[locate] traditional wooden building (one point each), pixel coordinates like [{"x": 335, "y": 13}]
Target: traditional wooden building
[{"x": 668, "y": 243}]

§ §

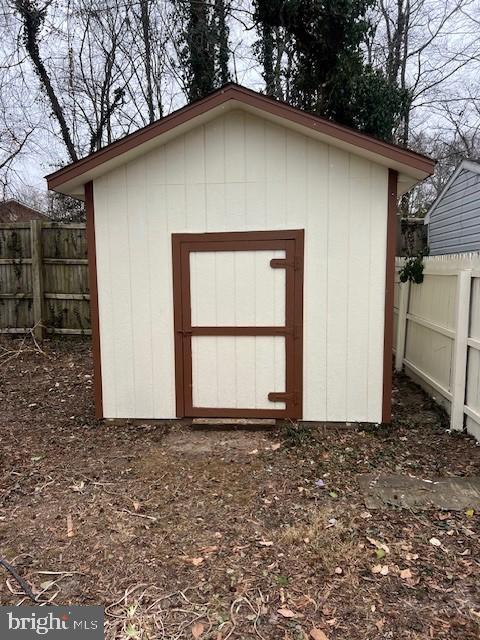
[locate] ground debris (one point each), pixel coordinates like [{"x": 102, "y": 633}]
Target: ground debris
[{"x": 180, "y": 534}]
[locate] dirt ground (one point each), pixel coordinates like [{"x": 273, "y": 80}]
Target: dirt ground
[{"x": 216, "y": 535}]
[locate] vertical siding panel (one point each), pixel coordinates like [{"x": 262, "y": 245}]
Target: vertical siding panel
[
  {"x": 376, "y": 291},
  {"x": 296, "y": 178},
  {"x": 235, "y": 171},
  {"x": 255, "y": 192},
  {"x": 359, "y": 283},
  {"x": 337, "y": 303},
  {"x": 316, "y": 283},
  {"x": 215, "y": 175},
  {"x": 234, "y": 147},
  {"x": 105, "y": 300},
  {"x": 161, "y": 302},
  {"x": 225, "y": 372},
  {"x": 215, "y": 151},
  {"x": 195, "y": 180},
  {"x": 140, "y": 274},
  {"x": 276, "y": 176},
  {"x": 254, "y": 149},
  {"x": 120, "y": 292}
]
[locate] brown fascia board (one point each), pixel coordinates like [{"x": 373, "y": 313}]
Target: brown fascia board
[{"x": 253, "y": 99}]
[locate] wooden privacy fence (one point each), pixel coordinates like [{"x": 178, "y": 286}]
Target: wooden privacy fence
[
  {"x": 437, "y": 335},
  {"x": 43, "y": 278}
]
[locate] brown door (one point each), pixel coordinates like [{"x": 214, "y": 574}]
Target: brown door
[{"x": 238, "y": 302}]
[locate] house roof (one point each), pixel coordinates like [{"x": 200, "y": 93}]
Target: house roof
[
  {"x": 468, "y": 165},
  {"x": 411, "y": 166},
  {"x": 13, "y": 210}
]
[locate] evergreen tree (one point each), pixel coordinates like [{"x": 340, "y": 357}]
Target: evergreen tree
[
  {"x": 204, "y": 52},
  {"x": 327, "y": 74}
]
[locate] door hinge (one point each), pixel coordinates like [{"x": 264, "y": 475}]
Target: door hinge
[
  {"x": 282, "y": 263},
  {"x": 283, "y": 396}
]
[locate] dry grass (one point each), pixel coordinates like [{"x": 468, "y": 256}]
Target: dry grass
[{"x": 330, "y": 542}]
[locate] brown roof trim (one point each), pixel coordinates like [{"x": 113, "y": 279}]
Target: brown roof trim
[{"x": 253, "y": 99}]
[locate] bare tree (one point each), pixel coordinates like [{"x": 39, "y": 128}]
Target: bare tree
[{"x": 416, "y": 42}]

§ §

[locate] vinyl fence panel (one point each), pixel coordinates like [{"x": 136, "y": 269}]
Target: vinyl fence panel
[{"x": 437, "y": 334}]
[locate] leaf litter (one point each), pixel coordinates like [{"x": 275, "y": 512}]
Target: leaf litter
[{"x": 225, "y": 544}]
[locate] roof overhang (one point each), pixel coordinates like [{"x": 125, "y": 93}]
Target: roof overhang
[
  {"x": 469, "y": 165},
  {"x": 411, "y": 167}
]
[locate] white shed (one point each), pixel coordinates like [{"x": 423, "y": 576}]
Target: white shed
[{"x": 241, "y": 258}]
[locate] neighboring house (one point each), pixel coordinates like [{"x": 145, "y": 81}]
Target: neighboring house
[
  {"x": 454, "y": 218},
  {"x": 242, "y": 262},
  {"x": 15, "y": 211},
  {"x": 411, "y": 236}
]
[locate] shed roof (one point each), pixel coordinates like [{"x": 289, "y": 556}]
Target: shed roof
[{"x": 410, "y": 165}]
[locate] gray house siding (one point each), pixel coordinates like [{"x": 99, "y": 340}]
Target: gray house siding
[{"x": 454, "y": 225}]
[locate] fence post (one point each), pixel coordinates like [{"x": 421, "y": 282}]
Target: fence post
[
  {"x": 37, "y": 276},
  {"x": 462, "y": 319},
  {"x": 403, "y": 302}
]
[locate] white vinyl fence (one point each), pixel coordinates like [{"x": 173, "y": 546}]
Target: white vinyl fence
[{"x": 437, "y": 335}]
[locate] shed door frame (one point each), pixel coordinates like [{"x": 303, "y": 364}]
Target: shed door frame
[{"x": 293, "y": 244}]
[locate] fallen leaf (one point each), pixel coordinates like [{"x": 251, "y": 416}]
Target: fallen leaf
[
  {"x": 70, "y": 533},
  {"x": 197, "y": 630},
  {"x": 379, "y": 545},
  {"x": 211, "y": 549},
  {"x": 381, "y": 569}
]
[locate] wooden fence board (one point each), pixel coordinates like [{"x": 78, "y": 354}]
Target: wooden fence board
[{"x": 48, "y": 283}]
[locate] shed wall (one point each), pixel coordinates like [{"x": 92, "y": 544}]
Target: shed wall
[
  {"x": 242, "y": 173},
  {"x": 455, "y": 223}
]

§ §

STATED PROBLEM - Pick out each line in the listing above that contains the string "shed", and copy those lines out in full.

EXPECTED ANSWER -
[locate] white shed (one point each), pixel coordinates like [{"x": 423, "y": 576}]
Target: white shed
[locate] shed roof (one point each), pixel coordinates like [{"x": 289, "y": 556}]
Target: shed roof
[locate] shed door frame (one point each), pixel coordinates like [{"x": 303, "y": 364}]
Target: shed door frame
[locate] shed wall (one point each), pixel coordinates like [{"x": 92, "y": 544}]
Target: shed wall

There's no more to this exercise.